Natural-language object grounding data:
↓↓↓
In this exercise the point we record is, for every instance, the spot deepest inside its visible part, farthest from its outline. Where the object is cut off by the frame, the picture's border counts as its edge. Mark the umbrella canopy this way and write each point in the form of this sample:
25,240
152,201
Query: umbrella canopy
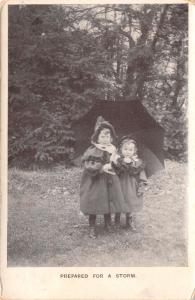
127,117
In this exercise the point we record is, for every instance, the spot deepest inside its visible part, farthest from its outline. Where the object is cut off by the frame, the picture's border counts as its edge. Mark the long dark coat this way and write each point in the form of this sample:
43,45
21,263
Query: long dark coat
100,192
130,176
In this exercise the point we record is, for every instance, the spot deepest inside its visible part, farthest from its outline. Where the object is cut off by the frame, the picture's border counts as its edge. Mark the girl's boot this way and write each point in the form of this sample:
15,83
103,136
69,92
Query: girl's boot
130,223
117,220
107,222
92,228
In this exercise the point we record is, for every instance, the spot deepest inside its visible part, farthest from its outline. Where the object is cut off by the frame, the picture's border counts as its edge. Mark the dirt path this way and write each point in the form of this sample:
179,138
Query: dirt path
45,227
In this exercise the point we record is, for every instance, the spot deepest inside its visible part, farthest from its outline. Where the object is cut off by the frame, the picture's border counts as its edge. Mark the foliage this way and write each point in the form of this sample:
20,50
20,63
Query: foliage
64,57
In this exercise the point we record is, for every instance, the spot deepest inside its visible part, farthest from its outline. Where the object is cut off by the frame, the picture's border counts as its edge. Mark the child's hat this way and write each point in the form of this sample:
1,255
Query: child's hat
127,138
101,123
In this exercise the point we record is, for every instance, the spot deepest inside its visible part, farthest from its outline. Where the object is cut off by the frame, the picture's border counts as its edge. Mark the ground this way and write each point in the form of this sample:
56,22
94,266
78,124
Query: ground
45,227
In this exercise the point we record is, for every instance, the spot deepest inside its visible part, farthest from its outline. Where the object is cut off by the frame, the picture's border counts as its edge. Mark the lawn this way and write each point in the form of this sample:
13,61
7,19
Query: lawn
45,227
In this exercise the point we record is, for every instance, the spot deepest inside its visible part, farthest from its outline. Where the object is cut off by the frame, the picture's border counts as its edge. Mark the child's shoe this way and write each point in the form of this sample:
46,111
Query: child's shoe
107,222
130,223
92,233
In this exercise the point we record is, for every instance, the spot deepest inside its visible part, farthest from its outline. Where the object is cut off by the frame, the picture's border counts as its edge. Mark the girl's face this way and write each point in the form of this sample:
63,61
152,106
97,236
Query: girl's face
104,137
128,149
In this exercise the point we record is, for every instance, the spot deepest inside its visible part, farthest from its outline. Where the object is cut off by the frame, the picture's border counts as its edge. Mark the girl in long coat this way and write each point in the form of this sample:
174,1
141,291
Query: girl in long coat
130,169
100,189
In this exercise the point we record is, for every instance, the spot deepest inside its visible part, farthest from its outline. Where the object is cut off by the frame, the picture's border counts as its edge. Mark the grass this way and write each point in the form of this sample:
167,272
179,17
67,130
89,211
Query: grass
45,227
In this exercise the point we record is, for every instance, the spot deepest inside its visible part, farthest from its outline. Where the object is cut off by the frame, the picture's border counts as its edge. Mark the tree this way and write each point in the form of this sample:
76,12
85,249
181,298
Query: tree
64,57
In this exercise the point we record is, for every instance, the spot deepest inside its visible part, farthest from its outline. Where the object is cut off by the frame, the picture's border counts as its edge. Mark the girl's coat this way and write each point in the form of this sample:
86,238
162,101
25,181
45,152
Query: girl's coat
100,192
130,175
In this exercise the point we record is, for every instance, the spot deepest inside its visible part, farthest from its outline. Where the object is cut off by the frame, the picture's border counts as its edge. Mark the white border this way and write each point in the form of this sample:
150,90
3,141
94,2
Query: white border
150,283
↑↑↑
PROBLEM STATEMENT. Each line above should be returned exactly as written, apart from any pictures.

ANSWER BELOW.
In this exercise the point we record is, for every instance, the spot deepest inside its visible part, farthest from its outline. Where the object is cut off by the frame, the picture's border counts as its edge. Mark the umbrella canopy this way and write each point in the form of this sample:
25,240
152,201
Query: umbrella canopy
127,117
In this exercise the point we record is, for every instance, the spot deepest inside its visible part, farthest from its outline. Where the object is cut off by the frame, the picture's border counts as its edge. Mark the long dark coat this way and write each point in the form of this sample:
43,45
21,263
Query: long dark coat
100,192
130,176
In this exercise the point we record is, for every instance, the spot deepest inside its visible part, farthest from its outline. Where the object is cut off by the frame, the picture's border counts as its edge. Mark the girl's boot this way and write each point in the form of this sample:
15,83
103,136
69,92
Query: girl's boot
130,223
117,220
107,222
92,228
In this exercise the point we record is, for every instance, the spot deepest inside its visible part, farthest from its outline. Where the object is cut off by the frame, the picture's border counts as its edge. Mark the dirt path this way and write each point in the form of this sample:
179,138
Query: dirt path
45,227
In this exercise the point we record is, for every instance, the spot deepest inside its visible part, farthest from its outline. Where the object is cut off by the frame, the picture's border counts as its edge. Mark the foliage this way and write each point in the form of this sample:
20,50
20,63
Query: foliage
64,57
In this exercise the point we record is, for every instance, the spot deepest inside its visible part, farthest from its outline. Where the object is cut off by the frame, the picture's border counts as its edge. Mark the child's hat this way and write each point in the form of this sample:
1,255
Query: child's hat
127,138
101,123
In this exercise the point we record is, for every instance, the spot deepest inside its visible part, farthest from its outline. Where the object is cut off by the frame, the picture's border counts as its edge. Mark the ground this way and write each point in the form of this sample:
56,22
94,266
78,124
Query: ground
45,227
In this exercise the point we record is, for every instance, the spot deepest inside its visible part, farthest from its outline. Where the object is cut off by the frame, the picture's border counts as its edge. Mark the lawn this way and write each point in the form of this sample:
13,61
7,19
Query: lawn
45,227
In this exercise the point we record is, for every instance, the spot deepest inside its visible part, farthest from its outline. Where the object is cut off by the frame, the picture's border counts as its edge. Mark the child's shoe this way and write each point in the form of this sample:
46,111
Query: child's shoe
107,222
130,223
92,233
In this exercise the point we record is, for every instance, the spot deepest inside its visible part, farthest from its outline. Where the object is cut off by the frame, the picture's border counts as its edge. Mark the girl's face this way and write each point in the form of this sample:
63,61
152,106
97,236
Query: girl's face
104,137
128,149
In this exercise the point we record is, for every instance, the spot deepest inside its visible part, farthest from its outline. Where the object is cut off by the frame, the picture's border counts as its edge. Mark the girl in long coat this way and write each point in the form of this sample:
174,1
141,291
Query: girl in long coat
130,169
100,189
In this exercise the point we record is, for every instance, the spot deepest inside its visible part, farthest from its outline. Where the object is cut off by the frame, the picture's border counts as its edge. Mark the grass this way and write each point in the form of this sample:
167,272
179,17
67,130
89,211
Query: grass
45,227
In this exercise the point we record is, for every instance, the spot deepest inside its visible part, farthest from its outline. Where the object is cut off by the frame, the picture's border counts as its edge. Mark the tree this way and write each point in the form of this sample:
76,12
85,249
181,298
Query: tree
64,57
In this exercise the point we record is, for every instance, the spot deepest inside its visible part, farthest from its outline. Where the object is cut off by the frame, the picture's border counts as its edge. Mark the girl's coat this way and write each point in the form of this sample:
86,238
162,101
25,181
45,152
Query: girl's coat
100,192
130,175
In this exercise the point we record is, for every instance, the spot deepest inside its visible part, farthest from its outline. Where the object is cut off by the frame, the picture's border counts as its edge. Mark the white border this way and write each point in the form of this sample:
150,90
3,141
94,2
Query: white border
150,283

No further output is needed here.